Jean-Louis Roy et la Francophonie : Le défi Francophonie
Société

Jean-Louis Roy et la Francophonie : Le défi Francophonie

Pour l’ancien secrétaire général de l’Agence intergouvernementale de la Francophonie, Jean-Louis Roy, la Francophonie, dont le Sommet a lieu ces jours-ci à Québec, doit absolument concocter de nouvelles stratégies si elle veut se frayer une place dans le très concurrentiel nouvel espace culturel mondial.

Voir: Quel est le principal défi auquel la Francophonie institutionnelle est confrontée aujourd’hui?

Jean-Louis Roy: "Aujourd’hui, un des principaux défis de la Francophonie est de comprendre l’immense intérêt que cette organisation a à soutenir le multilinguisme. Le "tout anglais" et le "tout occidental" ne domineront pas le 21e siècle. Il est temps aussi de sortir du cas de figure très réducteur: la langue française versus la langue anglaise. C’est le syndrome normal du Québec. Mais, à l’échelle du monde, il faut absolument que les Québécois se rendent compte que les autres groupes linguistiques sont aussi dans une démarche d’affirmation. L’espace culturel et linguistique mondial est désormais l’objet de convoitises nouvelles. La structuration de grandes diasporas par d’autres puissances, telles l’Inde et la Russie, contribue aussi à cet enrichissement, sans compter la progression de la langue espagnole jusqu’au coeur de l’empire américain."

Vous reprochez à la Francophonie de ne pas être suffisamment présente et active dans l’espace culturel francophone.

....

→ **Objectif**: Pouvez-vous poursuivre l'entretien sur la Francophonie ci-dessus, avec Jean-Louis Roy, juste après sa dernière phrase ?

→ **Bloc de données**:
....

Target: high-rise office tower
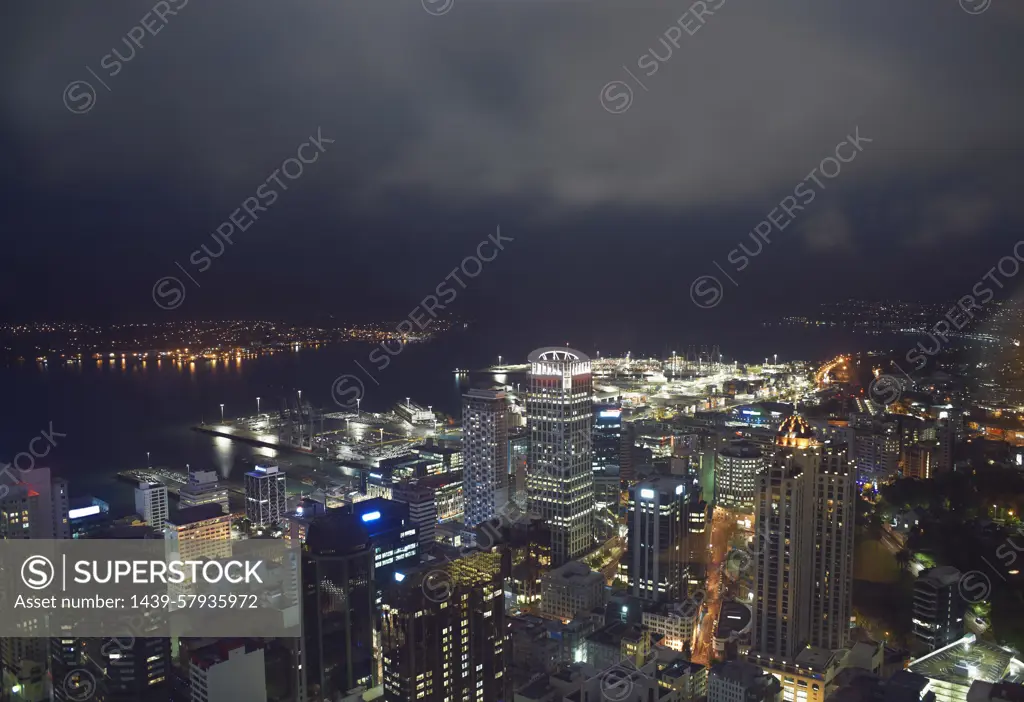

....

→ **Réponse rédigée**:
"Pour consolider sa position dans l’espace culturel mondial, la première priorité de la Francophonie doit être d’occuper, au sens le plus noble du terme, tout l’espace francophone. Ce qu’elle ne fait pas encore aujourd’hui. À mon avis, il est tragiquement scandaleux que la Francophonie n’ait pas contribué d’une façon plus décisive à la scolarisation des enfants africains francophones. Il y a encore des pays africains où 30 % à 40 % des enfants n’iront jamais à l’école une seule journée de leur vie. En termes de droits humains, c’est profondément inacceptable. En termes d’intérêts de la Francophonie, c’est totalement incongru parce que c’est à l’école que les enfants africains apprennent la langue française. Si cette tendance pernicieuse se maintient, ça voudra dire que dans 20 ou 25 ans, il y aura 175 à 200 millions de locuteurs de la langue française. Donc, la Francophonie aura stagné."

Nombreux sont ceux qui reprochent à la Francophonie d’être aujourd’hui une organisation plus politique que culturelle. Cette critique est-elle fondée?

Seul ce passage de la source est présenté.